- Yazılı görev A -
Aşağıdaki Sendikal Platform haberine göre:
(i) Sendikal Platform kaç sendika ve sivil toplum örgütünden oluşuyor?
(ii) Türk-Sen Genel Başkanı kimdir?
(iii) Bıçaklı'ya göre Maliye Bakanlığı'nın Kıb-Tek'e ne kadar borcu var?

- Metin bölümü -
Yirmi sekiz sendika ve sivil toplum örgütünden oluşan Sendikal Platform Kıbrıs Türk İşçi Sendikaları Federasyonu (TÜRK-SEN) binasında basın toplantısı düzenledi.
Türk-Sen Genel Başkanı Arslan Bıçaklı toplantıda yaptığı konuşmada siyasileri muhalefette başka iktidarda başka hareket etmekle suçladı.
Bıçaklı, “Özerkleştirme yasa çalışmasını meclise sunan iki siyasi parti şu anda hükümettedir, bu yasayı geçirmek için neyi bekliyorsunuz?” dedi.
Elektrik tariflerine yapılan zamları kurumu özelleştirmeye yönelik zemin hazırlamak olarak değerlendiren Bıçaklı, “Zamlar da gösteriyor ki, siyasi otorite özelleştirmeye adım adım yanaşmaya çalışıyor” dedi.
Elektrik zammının geri alınmaması halinde eylem olabileceğini belirten Bıçaklı, “Geçmiş hükümetler de bunu denedi. Boyunun ölçüsünü aldı. Bunu zorlarlarsa bu ülkede çalışma barışı çok ciddi biçimde yine şekilde bozulur” dedi.
Devlet kurumlarının Kıb-Tek’e borcu olmadığı yönünde Maliye Bakanı’nın açıklamasının da doğru olmadığını savunan Bıçaklı, Maliye Bakanlığı’nın Kıb-Tek’e 35 milyon, BRTK’nın 20 milyon borcu bulunduğunu söyledi.
Kıb-Tek’in toplan 517 milyon alacağı 345 milyon ise vereceğinin bulunduğunu kaydeden Bıçaklı, “Kıb-Tek şu anda artıdadır” dedi.

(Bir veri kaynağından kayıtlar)
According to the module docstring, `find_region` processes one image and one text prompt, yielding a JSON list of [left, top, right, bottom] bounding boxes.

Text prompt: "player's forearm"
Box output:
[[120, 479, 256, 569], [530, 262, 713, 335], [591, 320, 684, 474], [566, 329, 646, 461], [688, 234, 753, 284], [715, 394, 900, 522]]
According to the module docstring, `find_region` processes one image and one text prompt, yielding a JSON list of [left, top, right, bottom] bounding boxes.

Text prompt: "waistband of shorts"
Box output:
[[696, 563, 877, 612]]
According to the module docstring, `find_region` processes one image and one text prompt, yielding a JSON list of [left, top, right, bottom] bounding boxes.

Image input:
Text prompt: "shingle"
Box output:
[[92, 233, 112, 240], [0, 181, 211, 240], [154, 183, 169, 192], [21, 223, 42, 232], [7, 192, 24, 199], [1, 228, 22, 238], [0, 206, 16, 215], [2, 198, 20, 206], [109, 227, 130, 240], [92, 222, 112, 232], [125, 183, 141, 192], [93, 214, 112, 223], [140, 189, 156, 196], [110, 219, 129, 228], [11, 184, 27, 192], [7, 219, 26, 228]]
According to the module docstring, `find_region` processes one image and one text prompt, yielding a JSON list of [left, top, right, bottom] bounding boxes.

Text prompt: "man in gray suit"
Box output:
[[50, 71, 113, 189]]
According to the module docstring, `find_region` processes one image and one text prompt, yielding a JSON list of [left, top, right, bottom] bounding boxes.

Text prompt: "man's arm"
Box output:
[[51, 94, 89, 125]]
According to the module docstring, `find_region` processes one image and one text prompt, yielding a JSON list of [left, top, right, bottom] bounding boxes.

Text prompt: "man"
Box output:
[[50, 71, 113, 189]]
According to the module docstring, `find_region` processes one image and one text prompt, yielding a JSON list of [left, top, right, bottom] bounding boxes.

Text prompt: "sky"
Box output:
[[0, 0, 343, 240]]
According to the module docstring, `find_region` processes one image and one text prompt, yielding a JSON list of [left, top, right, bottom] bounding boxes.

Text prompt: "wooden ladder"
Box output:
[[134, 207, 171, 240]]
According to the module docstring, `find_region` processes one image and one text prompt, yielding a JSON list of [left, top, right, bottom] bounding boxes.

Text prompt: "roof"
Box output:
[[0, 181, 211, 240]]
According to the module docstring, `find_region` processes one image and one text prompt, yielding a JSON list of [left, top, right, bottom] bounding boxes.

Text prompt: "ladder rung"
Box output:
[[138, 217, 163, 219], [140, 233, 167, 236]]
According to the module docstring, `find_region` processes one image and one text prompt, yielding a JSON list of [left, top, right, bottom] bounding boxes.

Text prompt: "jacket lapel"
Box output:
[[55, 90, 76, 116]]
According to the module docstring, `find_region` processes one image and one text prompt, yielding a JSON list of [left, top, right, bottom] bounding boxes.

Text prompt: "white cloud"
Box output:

- Yazılı görev B -
Yukarıdaki kayıtlarda en baştaki satırdan başlayıp "[[696, 563, 877, 612]]" içeren satıra kadar uzanan satırları, iki uç da dahil, hiç değiştirmeden tekrar yazar mısın?

- Doğru sonuç A -
(i) Yirmi sekiz
(ii) Arslan Bıçaklı
(iii) 35 milyon

- Doğru sonuç B -
According to the module docstring, `find_region` processes one image and one text prompt, yielding a JSON list of [left, top, right, bottom] bounding boxes.

Text prompt: "player's forearm"
Box output:
[[120, 479, 256, 569], [530, 262, 713, 335], [591, 320, 684, 474], [566, 329, 646, 461], [688, 234, 753, 284], [715, 394, 900, 522]]
According to the module docstring, `find_region` processes one image and one text prompt, yielding a JSON list of [left, top, right, bottom] bounding boxes.

Text prompt: "waistband of shorts"
Box output:
[[696, 563, 877, 612]]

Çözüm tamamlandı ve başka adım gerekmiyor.